***** DATA SECTION
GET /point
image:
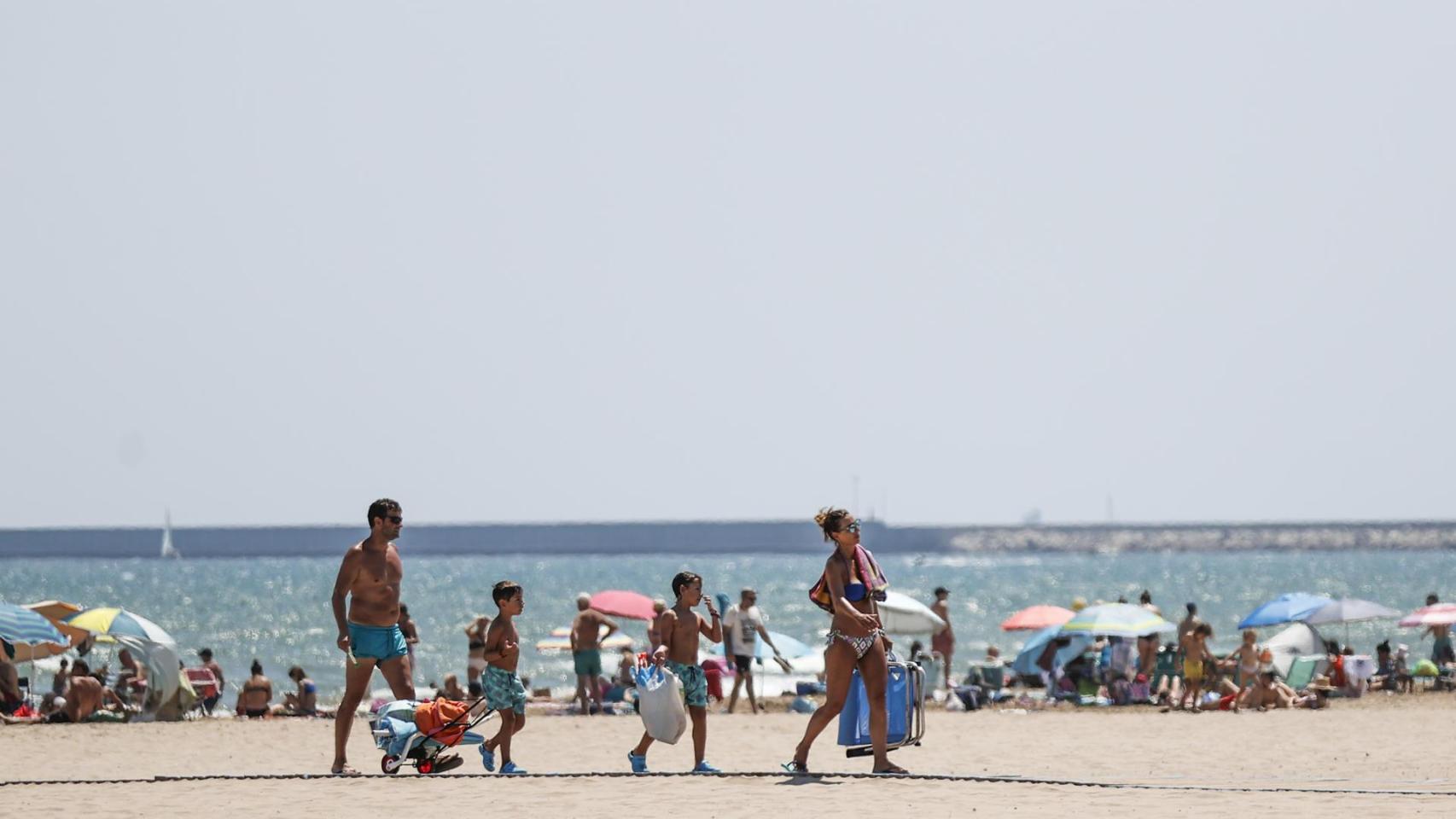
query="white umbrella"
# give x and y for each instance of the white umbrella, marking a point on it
(1352, 612)
(903, 614)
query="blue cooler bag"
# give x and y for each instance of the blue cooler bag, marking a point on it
(900, 701)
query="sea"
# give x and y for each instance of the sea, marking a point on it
(276, 610)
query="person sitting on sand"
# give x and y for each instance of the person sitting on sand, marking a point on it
(305, 703)
(257, 693)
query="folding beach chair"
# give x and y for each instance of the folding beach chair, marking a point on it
(1302, 671)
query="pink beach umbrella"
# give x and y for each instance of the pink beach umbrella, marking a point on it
(1439, 614)
(624, 604)
(1037, 617)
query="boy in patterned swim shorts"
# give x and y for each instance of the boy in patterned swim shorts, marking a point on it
(680, 629)
(503, 688)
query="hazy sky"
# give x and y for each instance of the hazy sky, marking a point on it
(264, 262)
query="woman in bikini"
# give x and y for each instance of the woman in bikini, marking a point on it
(855, 637)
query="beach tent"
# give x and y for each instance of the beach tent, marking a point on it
(1292, 643)
(1025, 662)
(1284, 608)
(903, 614)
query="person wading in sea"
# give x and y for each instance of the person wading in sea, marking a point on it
(370, 636)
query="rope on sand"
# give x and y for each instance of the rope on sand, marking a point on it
(748, 774)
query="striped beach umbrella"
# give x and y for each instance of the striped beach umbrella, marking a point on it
(20, 626)
(1117, 620)
(109, 623)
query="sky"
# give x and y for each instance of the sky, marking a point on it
(946, 262)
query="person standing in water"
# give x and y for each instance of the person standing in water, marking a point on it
(369, 635)
(944, 643)
(847, 590)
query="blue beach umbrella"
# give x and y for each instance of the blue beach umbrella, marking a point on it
(24, 627)
(1025, 662)
(1284, 608)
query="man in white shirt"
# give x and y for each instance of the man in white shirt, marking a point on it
(744, 626)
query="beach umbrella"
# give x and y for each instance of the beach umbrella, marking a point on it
(1439, 614)
(1284, 608)
(1037, 617)
(624, 604)
(1117, 620)
(1350, 612)
(903, 614)
(109, 623)
(788, 646)
(1025, 662)
(20, 626)
(559, 641)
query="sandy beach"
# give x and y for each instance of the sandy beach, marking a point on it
(1296, 763)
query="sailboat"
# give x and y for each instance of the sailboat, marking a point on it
(168, 550)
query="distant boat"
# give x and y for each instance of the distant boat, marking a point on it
(168, 550)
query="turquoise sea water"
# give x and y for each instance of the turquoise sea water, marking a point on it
(277, 610)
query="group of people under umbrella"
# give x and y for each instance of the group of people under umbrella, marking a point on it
(1063, 637)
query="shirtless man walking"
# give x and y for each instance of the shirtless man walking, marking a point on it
(585, 652)
(370, 635)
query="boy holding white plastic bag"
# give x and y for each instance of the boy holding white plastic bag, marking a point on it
(680, 629)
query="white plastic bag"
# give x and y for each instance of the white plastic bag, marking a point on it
(660, 701)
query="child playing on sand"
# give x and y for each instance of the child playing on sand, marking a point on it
(680, 629)
(1197, 658)
(504, 691)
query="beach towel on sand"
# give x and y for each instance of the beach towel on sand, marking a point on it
(864, 571)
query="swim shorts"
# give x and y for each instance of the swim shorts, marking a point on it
(504, 690)
(695, 682)
(1193, 670)
(376, 642)
(587, 662)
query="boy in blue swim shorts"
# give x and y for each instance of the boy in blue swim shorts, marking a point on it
(680, 629)
(504, 691)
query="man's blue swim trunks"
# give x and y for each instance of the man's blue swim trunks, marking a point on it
(376, 642)
(504, 690)
(695, 682)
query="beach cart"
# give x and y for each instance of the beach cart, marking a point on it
(418, 734)
(905, 707)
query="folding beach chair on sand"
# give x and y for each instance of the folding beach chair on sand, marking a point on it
(905, 707)
(418, 734)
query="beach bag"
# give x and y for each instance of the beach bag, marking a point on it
(660, 703)
(443, 720)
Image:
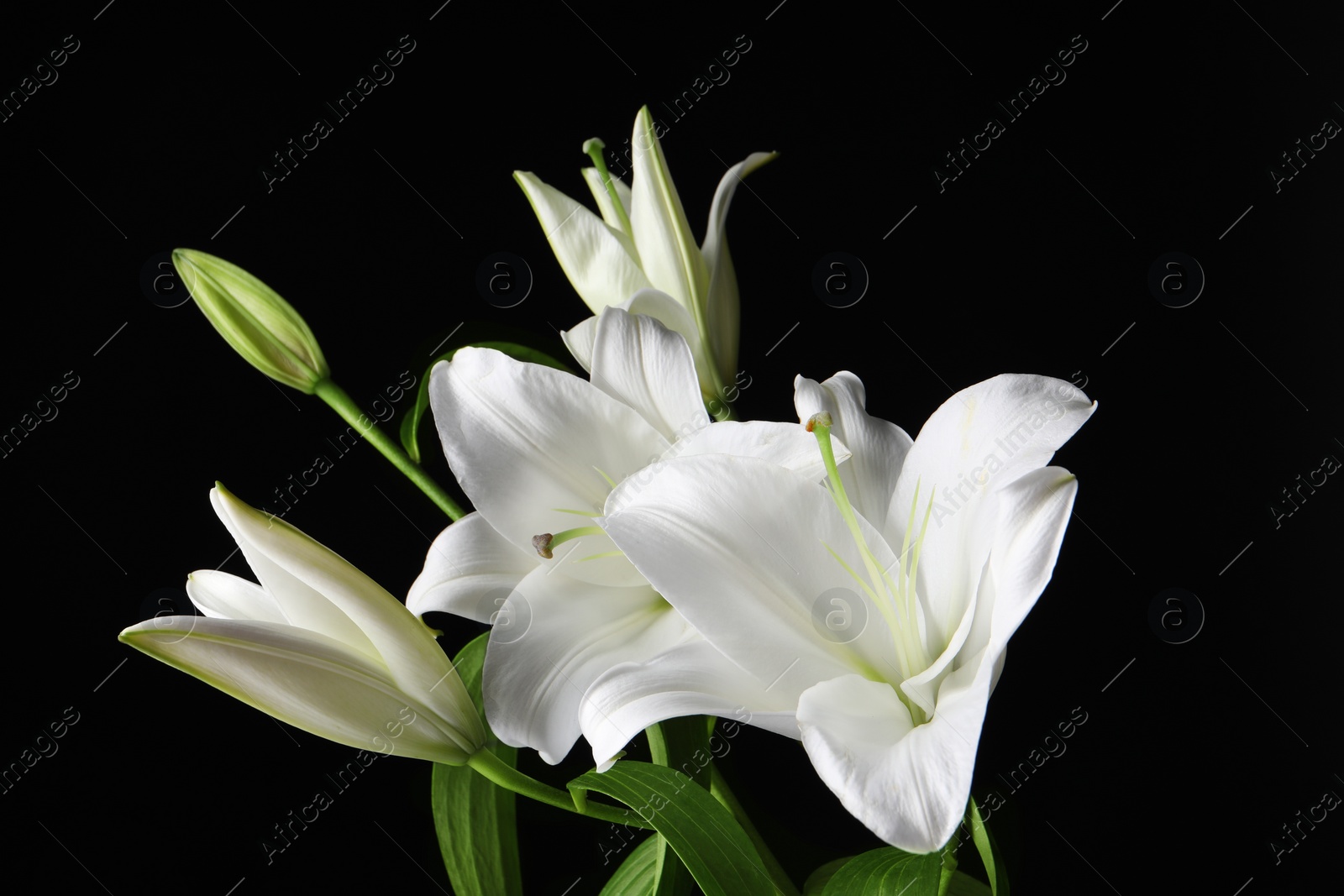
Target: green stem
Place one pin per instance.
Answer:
(510, 778)
(719, 790)
(344, 405)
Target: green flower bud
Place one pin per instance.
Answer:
(252, 317)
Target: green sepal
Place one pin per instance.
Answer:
(886, 871)
(988, 851)
(410, 423)
(474, 819)
(706, 837)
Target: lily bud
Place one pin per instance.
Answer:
(319, 645)
(252, 317)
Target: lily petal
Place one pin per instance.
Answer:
(1032, 517)
(691, 679)
(470, 570)
(647, 365)
(752, 570)
(909, 785)
(722, 302)
(308, 680)
(669, 253)
(786, 445)
(596, 257)
(531, 445)
(664, 308)
(878, 448)
(228, 597)
(979, 441)
(535, 678)
(286, 559)
(266, 544)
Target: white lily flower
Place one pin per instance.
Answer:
(538, 450)
(318, 645)
(882, 607)
(643, 241)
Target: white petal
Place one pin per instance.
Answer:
(228, 597)
(786, 445)
(470, 570)
(738, 546)
(678, 317)
(647, 365)
(309, 681)
(1032, 515)
(669, 253)
(291, 564)
(722, 302)
(909, 785)
(578, 338)
(564, 634)
(979, 441)
(531, 445)
(604, 199)
(691, 679)
(595, 257)
(878, 448)
(270, 546)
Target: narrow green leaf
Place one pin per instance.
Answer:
(638, 875)
(964, 884)
(412, 422)
(679, 743)
(988, 853)
(819, 879)
(474, 819)
(886, 872)
(703, 833)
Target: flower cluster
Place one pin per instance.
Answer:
(832, 579)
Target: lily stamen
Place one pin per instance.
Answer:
(548, 542)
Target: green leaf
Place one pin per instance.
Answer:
(988, 853)
(679, 743)
(412, 422)
(474, 819)
(819, 879)
(964, 884)
(887, 872)
(703, 833)
(638, 875)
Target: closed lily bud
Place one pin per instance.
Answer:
(252, 317)
(319, 645)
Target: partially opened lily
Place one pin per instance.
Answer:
(643, 241)
(882, 606)
(318, 645)
(538, 450)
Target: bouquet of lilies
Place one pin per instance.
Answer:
(645, 562)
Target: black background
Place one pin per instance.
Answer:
(1035, 259)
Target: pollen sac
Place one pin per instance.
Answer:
(543, 544)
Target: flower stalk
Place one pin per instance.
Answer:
(340, 402)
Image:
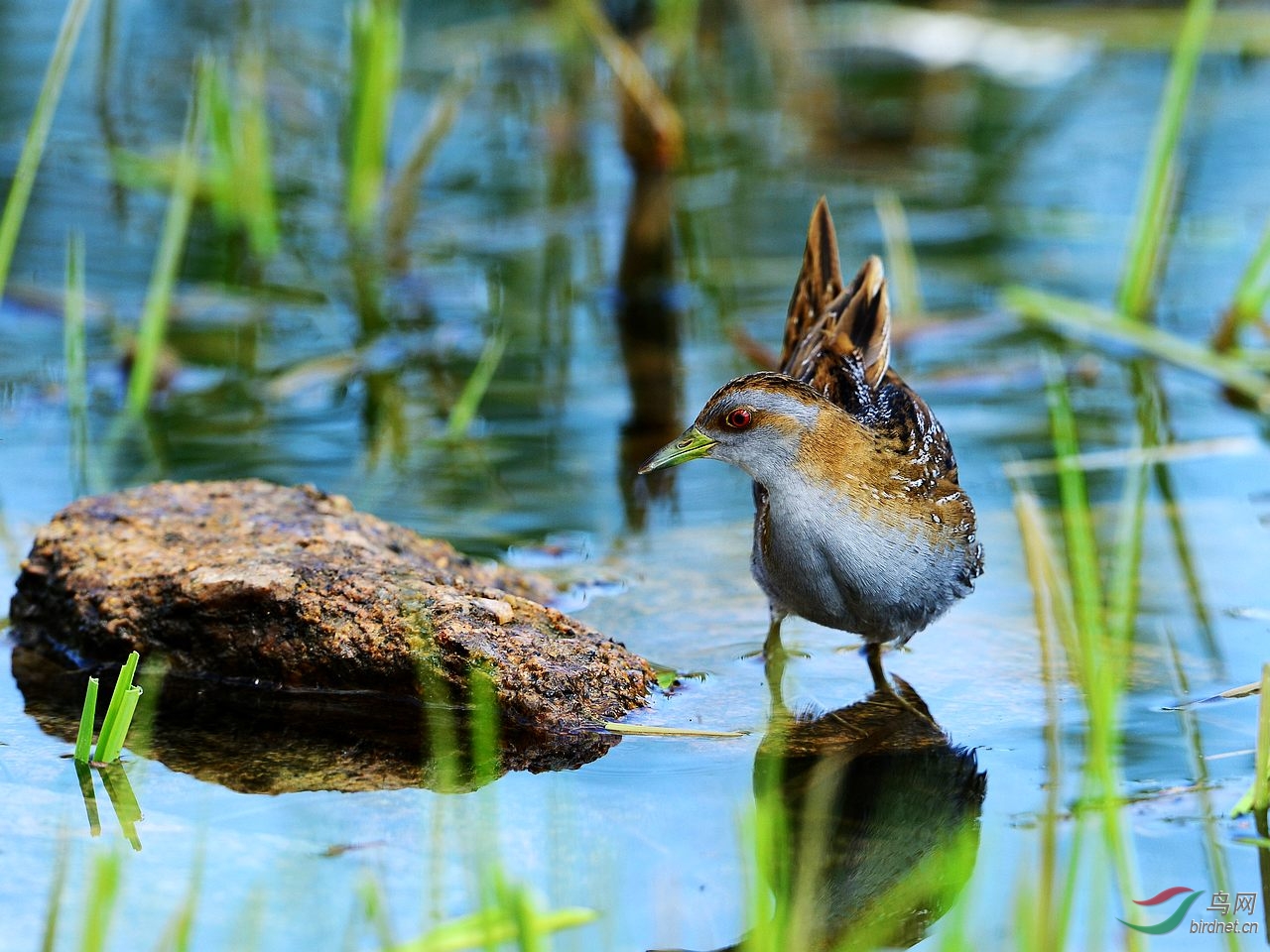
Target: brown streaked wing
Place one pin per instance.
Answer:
(818, 285)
**********
◆ TASK STATEMENT ◆
Restate the data above word for word, omitting every picture.

◆ SOLUTION TO THIS PROBLEM ◆
GET /point
image:
query="white umbrella"
# give x and y for each instance of the white umbrella, marking a point on it
(1352, 612)
(903, 614)
query="blue cooler bag"
# give x and y for each instance of the blue cooler bag, marking a point on it
(900, 701)
query="sea"
# give x and y for each instance of the sea, marking a point on it
(276, 610)
query="person sitting on sand"
# give x and y for each instance of the person sitting on sand, marking a point on it
(305, 703)
(257, 693)
query="folding beach chair"
# give x and y for each instance of the folding beach chair, marking a point on it
(1302, 671)
query="pink beach umbrella"
# give x and y for each instance of the pink beach umbrella, marking a point on it
(1439, 614)
(624, 604)
(1037, 617)
query="boy in patterned swim shorts"
# give x and y for each instance of the boy in patterned swim shorts, marking a point on it
(680, 629)
(503, 688)
query="hazy sky"
# give x and y for each instance of the hazy sky, marking a point on it
(264, 262)
query="woman in bikini"
# give x and y for each instance of the woman in bikini, marking a point on it
(855, 637)
query="beach tent"
# give x and y for each instance of the beach tent, marking a point on it
(1292, 643)
(1025, 662)
(1284, 608)
(903, 614)
query="person wading in sea"
# give x and y for each instance of the person wading in sea, marking a point on it
(370, 636)
query="rope on sand"
# give x and y for each instance of the rope on sand, marking a point on it
(748, 774)
query="striped beach umbrella"
# give x and y for each instance of the striped beach umbrella, marking a point on it
(20, 626)
(1117, 620)
(109, 623)
query="sky"
# give x and y for each instance of the sky, marking a point on it
(946, 262)
query="person standing in water"
# give x and y for each instance of the person standing in water, marking a point on it
(369, 635)
(944, 643)
(847, 590)
query="blue beach umbrella"
# give x and y for each instance of the blue beach umbrella, marking a point on it
(24, 627)
(1025, 662)
(1284, 608)
query="man in white shirt"
# give x and y for each instance of the man in white shirt, marking a point on it
(744, 626)
query="beach umbrella"
# give x and y for each instance of the beach umbrella, marking a point on it
(1439, 614)
(1284, 608)
(1037, 617)
(624, 604)
(1117, 620)
(1350, 612)
(903, 614)
(109, 623)
(788, 646)
(1025, 662)
(20, 626)
(559, 641)
query="sandy beach"
# give x and y for each instance of the sandy beach, marking a point on it
(1296, 763)
query="sailboat"
# give x and y for each instance of the sailboat, marking a point on it
(168, 550)
query="distant boat"
# give x and y for each instance of the distant boat, marking a point on it
(168, 550)
query="turquoise sea water"
# give x and y for each instance of the turquoise sea water, marking a point on it
(277, 610)
query="group of people under umbrella"
# give x and y for each instance of the group of people under umbrella, marking a point on it
(1063, 637)
query="shirtless man walking"
# give x and y for each instance of the shirtless man walking, marking a point on it
(585, 652)
(370, 635)
query="boy holding white plastic bag"
# give x and y for each instance of the boy holding white plastic bag, marking a point on it
(680, 629)
query="white plastic bag"
# give x and y for each instance of the white plastic bag, marking a point on it
(660, 701)
query="child playing on sand"
# give x and y for each instance of the child playing on sand, marking a point on it
(680, 629)
(1197, 658)
(504, 691)
query="beach towel on sand"
# give x and y for each instance of the beach towel on sand, marking a point on it
(864, 571)
query="swim shorts"
# give x and y for each instance of the swim shorts, marking a point on it
(504, 690)
(695, 682)
(1193, 670)
(376, 642)
(587, 662)
query="boy in blue swim shorts"
# give x and y for each instance of the boy in blue swim shorts, marking a point on it
(680, 629)
(504, 691)
query="man's blue swim trunks"
# give x and y for each instance of the man's blue swim trunks, marking a point on it
(376, 642)
(504, 690)
(695, 682)
query="beach cart"
# give x and y for each instance of the beach cart, marking a point on it
(418, 734)
(905, 707)
query="folding beach chair on sand"
# give x and y for each instance of the folding beach chair on sand, marking a point on it
(905, 707)
(418, 734)
query="beach bag"
# give x and y for each instance of the beach bag, marking a point on it
(660, 703)
(443, 720)
Image:
Target: green stem
Place one pin per instance.
Answer:
(510, 778)
(719, 790)
(344, 405)
Target: green flower bud
Place one pin per instance.
Answer:
(252, 317)
Target: green sepal
Place one pin per instance.
Answer:
(886, 871)
(988, 851)
(410, 423)
(474, 819)
(706, 837)
Target: lily bud
Place one pin per instance.
Answer:
(319, 645)
(252, 317)
Target: lily petal
Place one pin per instance.
Answer:
(1032, 517)
(691, 679)
(470, 570)
(647, 365)
(752, 570)
(909, 785)
(722, 302)
(308, 680)
(669, 253)
(786, 445)
(596, 257)
(531, 445)
(664, 308)
(878, 448)
(228, 597)
(979, 441)
(535, 678)
(286, 559)
(266, 544)
Target: white lily flower
Place one pin per instance.
Answer:
(538, 450)
(318, 645)
(882, 607)
(643, 241)
Target: white petal
Place one pin per instance.
Answer:
(228, 597)
(786, 445)
(470, 570)
(738, 546)
(678, 317)
(647, 365)
(309, 681)
(1032, 515)
(669, 253)
(291, 564)
(722, 302)
(909, 785)
(578, 338)
(564, 634)
(979, 441)
(531, 445)
(604, 199)
(691, 679)
(595, 257)
(878, 448)
(270, 546)
Target: narrow green leaf
Place one pin per instance.
Answer:
(638, 875)
(964, 884)
(412, 422)
(679, 743)
(988, 853)
(819, 879)
(474, 819)
(886, 872)
(703, 833)
Target: flower cluster
Place one pin per instance.
Answer:
(832, 579)
Target: lily stamen
Place one pin per instance.
Answer:
(548, 542)
Target: green leaf
Place one pin per instance.
Answer:
(988, 853)
(679, 743)
(412, 422)
(474, 819)
(819, 879)
(964, 884)
(887, 872)
(703, 833)
(638, 875)
Target: closed lily bud
Place one pin per instance.
Answer:
(252, 317)
(319, 645)
Target: partially opened lily
Place one pin per instance.
Answer:
(643, 241)
(882, 606)
(318, 645)
(538, 450)
Target: bouquet of lilies
Place one pin per instance.
Answer:
(645, 562)
Target: black background
Place one pin per instance.
Answer:
(1035, 259)
Target: pollen sac
Place one pin per instance.
Answer:
(543, 544)
Target: flower stalk
Place one pin per instance.
Answer:
(340, 402)
Image:
Target: brown streaked wing
Place one pin per instance.
Answer:
(818, 285)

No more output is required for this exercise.